5

I have the following table structure, for a table named listens with PRIMARYKEY on (uid,timestamp)

     Column     |            Type             |                      Modifiers                       
----------------+-----------------------------+------------------------------------------------------    
 id             | integer                     | not null default nextval('listens_id_seq'::regclass)
 uid            | character varying           | not null
 date           | timestamp without time zone | 
 timestamp      | integer                     | not null
 artist_msid    | uuid                        | 
 album_msid     | uuid                        | 
 recording_msid | uuid                        | 
 json           | character varying           | 

I need to remove all the entries for a particular user (uid) which are older than the max timestamp, say max is 123456789 (in seconds) and delta is 100000, then, all records older than max-100000.

I have managed to create a query when the table contains a single user but i am unable to formulate it to work for every user in the database. This operation needs to be done for every user in the database.

WITH max_table as (
    SELECT max(timestamp) - 10000 as max 
    FROM listens 
    GROUP BY uid) 
DELETE FROM listens 
WHERE timestamp < (SELECT max FROM max_table);

Any solutions?

Pinkesh Badjatiya
  • 346
  • 1
  • 5
  • 15

2 Answers2

13

I think all you need, is to make this a co-related subquery:

WITH max_table as (
    SELECT uid, max(timestamp) - 10000 as mx
    FROM listens 
    GROUP BY uid
) 
DELETE FROM listens 
WHERE timestamp < (SELECT mx
                   FROM max_table 
                   where max_table.uid = listens.uid);

Btw: timestamp is a horrible name for a column, especially one that doesn't contain a timestamp value. One reason is because it's also a keyword but more importantly it doesn't document what that column contains. A registration timestamp? An expiration timestamp? A last active timestamp?
■ ■ ■
### Given exercise 1
Translate this sentence from the forum thread into Spanish: "This operation needs to be done for every user in the database."
■ ■ ■
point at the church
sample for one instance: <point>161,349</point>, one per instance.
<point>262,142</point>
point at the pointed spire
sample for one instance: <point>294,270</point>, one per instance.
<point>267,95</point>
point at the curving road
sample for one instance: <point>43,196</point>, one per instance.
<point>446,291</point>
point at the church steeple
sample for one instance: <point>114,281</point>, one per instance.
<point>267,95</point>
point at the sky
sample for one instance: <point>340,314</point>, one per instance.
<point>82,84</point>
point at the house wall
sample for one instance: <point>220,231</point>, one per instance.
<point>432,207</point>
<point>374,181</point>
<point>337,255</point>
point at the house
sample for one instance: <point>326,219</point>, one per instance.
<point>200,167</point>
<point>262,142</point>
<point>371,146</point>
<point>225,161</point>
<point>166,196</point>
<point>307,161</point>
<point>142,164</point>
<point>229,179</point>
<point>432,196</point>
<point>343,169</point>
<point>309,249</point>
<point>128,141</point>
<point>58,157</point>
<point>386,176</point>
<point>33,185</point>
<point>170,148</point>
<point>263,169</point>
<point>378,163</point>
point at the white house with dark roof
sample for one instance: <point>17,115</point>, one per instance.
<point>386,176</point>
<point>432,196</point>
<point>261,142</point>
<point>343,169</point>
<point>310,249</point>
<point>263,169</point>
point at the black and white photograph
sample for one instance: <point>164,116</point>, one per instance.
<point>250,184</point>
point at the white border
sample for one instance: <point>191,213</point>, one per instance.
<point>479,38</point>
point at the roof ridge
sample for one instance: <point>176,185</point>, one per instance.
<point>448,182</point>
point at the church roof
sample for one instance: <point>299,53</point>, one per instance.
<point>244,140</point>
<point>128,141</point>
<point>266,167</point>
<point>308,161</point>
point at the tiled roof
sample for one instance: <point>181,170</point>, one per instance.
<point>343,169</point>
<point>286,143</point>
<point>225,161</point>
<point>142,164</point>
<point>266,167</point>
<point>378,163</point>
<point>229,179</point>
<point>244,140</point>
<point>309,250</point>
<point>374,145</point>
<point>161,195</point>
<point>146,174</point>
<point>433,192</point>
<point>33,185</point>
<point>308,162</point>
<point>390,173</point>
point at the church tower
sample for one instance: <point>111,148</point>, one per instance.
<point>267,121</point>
■ ■ ■
### Given exercise 2
From the records, quote every line from the one holding "point at the black and white photograph" to the one holding "<point>479,38</point>", inclusive.

### Expected output 1
Esta operación debe realizarse para cada usuario de la base de datos.

### Expected output 2
point at the black and white photograph
sample for one instance: <point>164,116</point>, one per instance.
<point>250,184</point>
point at the white border
sample for one instance: <point>191,213</point>, one per instance.
<point>479,38</point>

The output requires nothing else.